▸ Liste des consignes
1. Dans l'extrait sur la lecture de Proust, quel personnage est présenté comme le collectionneur érudit ?
2. Reprenez l'extrait sur la lecture de Proust après sa dernière phrase et poursuivez-en la rédaction.

▸ Extrait du document
╔══

Le temps de lire Proust

À la question “Quel livre emporteriez-vous sur une île déserte ?”, les ouvrages les plus ardus se présentent aussitôt à notre esprit, histoire de bien occuper notre temps sur cette île où les occupations se feraient immanquablement rares. La période de réclusion imposée que nous venons de vivre, où toute sortie culturelle était bannie pour une durée alors inconnue, pourrait trouver quelques similitudes avec celles d’un naufrage proche d’une contrée inhabitée. Les conditions n’étaient-elles pas alors réunies pour lire ou relire Proust tranquillement, sans interruption, volume après volume ? Ce moment de vie étrange semblait ainsi réunir les conditions de calme et de concentration nécessaires pour se lancer d’une traite dans les quelque quatre mille pages que comporte la « Recherche ». Pour certains, le temps de lire “À la recherche du temps perdu” (1) était enfin venu…

Aborder la lecture de la « Recherche », comme si c’était la toute première fois, avec une âme neuve, candide. Oublier les lectures morcelées. Oublier tout ce qui a été entendu et lu auparavant sur le grand œuvre. Oublier les paroles de Jean-Yves Tadié, Antoine Compagnon, Raphaël Enthoven et consorts. Oublier la récente adaptation de Proust à la scène (2). Et faire fi des savantes préfaces et diverses notes pour tenter l’expérience d’une découverte totale.

“Longtemps je me suis couché de bonne heure. Parfois, à peine ma bougie éteinte, mes yeux se fermaient si vite que je n’avais pas le temps de me dire “Je m’endors.”… ”
Dès les premières lignes, que nous feignons donc d’appréhender pour la première fois, nous suivons le narrateur dans ses souvenirs. Surgissent alors comme par enchantement la petite ville de Combray, son église, et une pléiade de personnages : la mère, le père, la grand-mère, la tante Léonie, la servante Françoise, le camarade de classe Bloch, le collectionneur érudit Charles Swann, le compositeur Vinteuil…, tous ces personnages qui peuplent l’enfance du héros de la « Recherche » et que nous serons amenés à suivre le temps d’une vie.

╚══

▸ Données fournies

╔══

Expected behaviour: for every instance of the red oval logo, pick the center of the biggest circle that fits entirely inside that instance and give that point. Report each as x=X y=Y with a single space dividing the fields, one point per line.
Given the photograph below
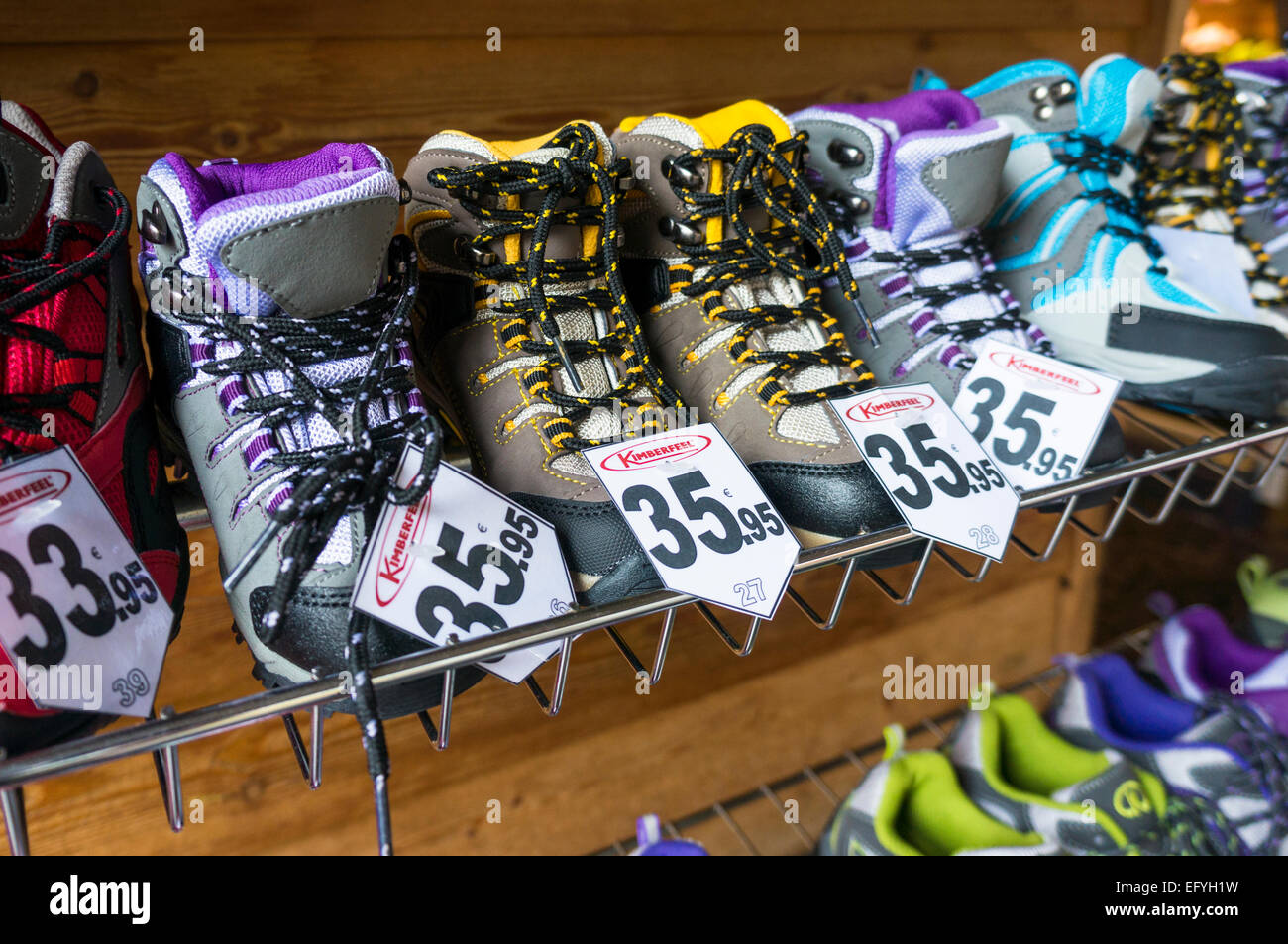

╚══

▸ Réponses par numéro
1. Charles Swann.

2.
À l’époque, le jeune garçon lit les œuvres de Bergotte, qu’il admire, et se promène en famille. “ (…) il y avait autour de Combray deux “côtés” pour les promenades, et si opposés qu’on ne sortait pas en effet de chez nous par la même porte, quand on voulait aller d’un côté ou de l’autre : le côté de Méséglise-la-Vineuse, qu’on appelait aussi le côté de chez Swann parce qu’on passait devant la propriété de M. Swann pour aller par là, et le côté de Guermantes.” Ces deux chemins distincts, qui partent chacun dans une direction sans être jamais amenés à se rencontrer, s’ils expliquent deux des titres de l’œuvre, ont également une portée symbolique en marquant la séparation sociale qui existe entre les différents personnages auxquels ils se réfèrent. Eux aussi ne sont pas amenés à se rencontrer.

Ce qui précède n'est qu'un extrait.